### WHAT YOU SHOULD DO
Can you copy the listing below word for word, starting at the line holding "Indicate the green" and running through the end of the listing, with both ends included? Leave out the pictures.

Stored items
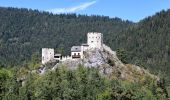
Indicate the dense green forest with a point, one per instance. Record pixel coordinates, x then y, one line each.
80 84
23 32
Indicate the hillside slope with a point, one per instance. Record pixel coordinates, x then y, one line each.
24 32
148 43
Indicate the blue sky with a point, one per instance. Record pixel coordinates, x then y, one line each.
133 10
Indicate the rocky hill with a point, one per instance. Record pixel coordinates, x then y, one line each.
108 64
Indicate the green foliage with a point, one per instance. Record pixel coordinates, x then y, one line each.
80 84
122 55
25 32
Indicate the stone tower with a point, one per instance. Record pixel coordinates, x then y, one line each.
95 40
47 55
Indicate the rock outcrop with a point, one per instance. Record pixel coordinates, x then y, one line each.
109 65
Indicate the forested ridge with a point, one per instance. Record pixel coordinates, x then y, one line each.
24 32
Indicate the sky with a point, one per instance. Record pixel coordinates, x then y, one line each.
133 10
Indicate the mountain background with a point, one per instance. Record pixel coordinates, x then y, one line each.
23 32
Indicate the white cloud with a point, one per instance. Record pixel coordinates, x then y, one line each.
72 9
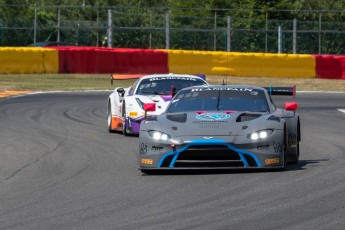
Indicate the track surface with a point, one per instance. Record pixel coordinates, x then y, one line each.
61 169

### RESULT OF THIS EXERCISE
Indicate the green foliage with a point, one per instance. Record pixel coordinates, x then y, one line each.
80 84
122 55
25 32
Indicate the stone tower with a point, one per instance. Record pixel coordinates, x then y, one line each.
95 40
47 55
Indicate the rock outcrop with a point, one per instance. Record pixel coordinates, x then y, one line each.
109 65
Indicate the forested ridge with a point, one per instance. Record pixel coordinates, x then y, one line each.
24 32
Indicate the sky with a point, one per instance. Record pixel coordinates, x then y, one line each.
133 10
Indicate the mountain background with a point, one per instance. Record pixel coordinates, x then y, one line each.
23 32
Indicate the white cloud with a point, one per instance. Record pixel coordinates, x then y, one line each.
72 9
Indicate the track surface with a point, one per instance. Record pixel coordinates, x then y, one line each.
61 169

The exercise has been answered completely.